Foi em outubro do ano passado que comecei a escrever as tortas e históricas linhas desta coluna. Um ano de escritos sobre História, lutas, sonhos, sangue, América do Sul, mas também África e Atlântico Sul. Uma tentativa constante de narrar as muitas camadas de tempo do autoritarismo do Brasil, uma história marcada pela escravidão estrutural, golpes de Estado e de todo tipo de sofisticada exclusão. Contudo, era preciso que eu conseguisse trazer tais questões sem perder a “pena da galhofa”, no dizer do delirante Brás Cubas, sem perder o lirismo sofrente de quem vive a realidade cruel de uma metrópole alucinante como São Paulo.
Em muita medida, os textos-crônicas que escrevi para as páginas virtuais do jovem e rebelde portal do ICL-Notícias, são também um retrato-relato-desabafo de um professor brasileiro, historiador, narrando o “fim do mundo como a gente conhece.” O tom “autoral” nada mais foi (é) que uma síntese da vida e da morte na grande cidade, exatamente no momento em que, após quase 10 anos em Campinas, voltei a morar no centro de São Paulo. E voltei, de alguma maneira, achando que era a cidade de 10 anos antes… caí do cavalo. Seja pelos efeitos pós-pandêmicos e bolsonaristas, seja pelo efeito da brutal concentração de renda e especulação imobiliária sem fim, o Centro (que também é periferia) é uma dessas experiências sínteses da modernidade urbana. O mais alto luxo convive com a mais torpe miséria.

----------

## Tarefa escrita A
Segundo o trecho selecionado acima, por que o autor diz que "caí do cavalo" ao voltar a morar no centro de São Paulo? Responda em até três frases.

## Registros fornecidos

----------

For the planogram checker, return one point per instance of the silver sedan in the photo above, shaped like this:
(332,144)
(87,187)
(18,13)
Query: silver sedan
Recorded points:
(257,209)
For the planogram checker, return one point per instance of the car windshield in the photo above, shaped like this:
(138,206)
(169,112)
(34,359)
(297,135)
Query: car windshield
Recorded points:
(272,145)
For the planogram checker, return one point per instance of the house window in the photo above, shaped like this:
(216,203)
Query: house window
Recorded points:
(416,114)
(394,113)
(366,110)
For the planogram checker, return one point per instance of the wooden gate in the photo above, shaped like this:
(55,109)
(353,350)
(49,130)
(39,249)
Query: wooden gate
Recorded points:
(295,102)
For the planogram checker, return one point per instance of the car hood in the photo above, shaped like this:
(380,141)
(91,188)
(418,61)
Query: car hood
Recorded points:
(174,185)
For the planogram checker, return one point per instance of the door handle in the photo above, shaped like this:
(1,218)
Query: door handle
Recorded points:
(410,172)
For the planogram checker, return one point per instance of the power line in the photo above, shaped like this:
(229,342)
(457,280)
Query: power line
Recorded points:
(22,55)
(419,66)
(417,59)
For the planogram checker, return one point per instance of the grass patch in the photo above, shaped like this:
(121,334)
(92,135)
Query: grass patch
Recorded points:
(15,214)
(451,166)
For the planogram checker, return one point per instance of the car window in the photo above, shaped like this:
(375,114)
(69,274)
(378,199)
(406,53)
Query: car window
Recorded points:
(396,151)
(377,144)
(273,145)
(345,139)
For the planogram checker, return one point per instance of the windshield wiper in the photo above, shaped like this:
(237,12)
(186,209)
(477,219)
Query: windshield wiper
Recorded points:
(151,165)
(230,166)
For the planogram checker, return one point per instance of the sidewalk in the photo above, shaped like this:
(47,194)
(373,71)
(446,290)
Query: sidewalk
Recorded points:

----------

## Tarefa escrita B
Expresse todos os registros como uma lista JSON de strings, com uma string para cada linha e sem as linhas em branco.

## Resposta correta A
O autor voltou achando que era a cidade de 10 anos antes, mas ela havia mudado. O trecho atribui a mudança aos efeitos pós-pandêmicos e bolsonaristas, à brutal concentração de renda e à especulação imobiliária sem fim. Por isso o Centro se tornou um lugar onde o mais alto luxo convive com a mais torpe miséria.

## Resposta correta B
[
  "For the planogram checker, return one point per instance of the silver sedan in the photo above, shaped like this:",
  "(332,144)",
  "(87,187)",
  "(18,13)",
  "Query: silver sedan",
  "Recorded points:",
  "(257,209)",
  "For the planogram checker, return one point per instance of the car windshield in the photo above, shaped like this:",
  "(138,206)",
  "(169,112)",
  "(34,359)",
  "(297,135)",
  "Query: car windshield",
  "Recorded points:",
  "(272,145)",
  "For the planogram checker, return one point per instance of the house window in the photo above, shaped like this:",
  "(216,203)",
  "Query: house window",
  "Recorded points:",
  "(416,114)",
  "(394,113)",
  "(366,110)",
  "For the planogram checker, return one point per instance of the wooden gate in the photo above, shaped like this:",
  "(55,109)",
  "(353,350)",
  "(49,130)",
  "(39,249)",
  "Query: wooden gate",
  "Recorded points:",
  "(295,102)",
  "For the planogram checker, return one point per instance of the car hood in the photo above, shaped like this:",
  "(380,141)",
  "(91,188)",
  "(418,61)",
  "Query: car hood",
  "Recorded points:",
  "(174,185)",
  "For the planogram checker, return one point per instance of the door handle in the photo above, shaped like this:",
  "(1,218)",
  "Query: door handle",
  "Recorded points:",
  "(410,172)",
  "For the planogram checker, return one point per instance of the power line in the photo above, shaped like this:",
  "(229,342)",
  "(457,280)",
  "Query: power line",
  "Recorded points:",
  "(22,55)",
  "(419,66)",
  "(417,59)",
  "For the planogram checker, return one point per instance of the grass patch in the photo above, shaped like this:",
  "(121,334)",
  "(92,135)",
  "Query: grass patch",
  "Recorded points:",
  "(15,214)",
  "(451,166)",
  "For the planogram checker, return one point per instance of the car window in the photo above, shaped like this:",
  "(375,114)",
  "(69,274)",
  "(378,199)",
  "(406,53)",
  "Query: car window",
  "Recorded points:",
  "(396,151)",
  "(377,144)",
  "(273,145)",
  "(345,139)",
  "For the planogram checker, return one point per instance of the windshield wiper in the photo above, shaped like this:",
  "(237,12)",
  "(186,209)",
  "(477,219)",
  "Query: windshield wiper",
  "Recorded points:",
  "(151,165)",
  "(230,166)",
  "For the planogram checker, return one point per instance of the sidewalk in the photo above, shaped like this:",
  "(47,194)",
  "(373,71)",
  "(446,290)",
  "Query: sidewalk",
  "Recorded points:"
]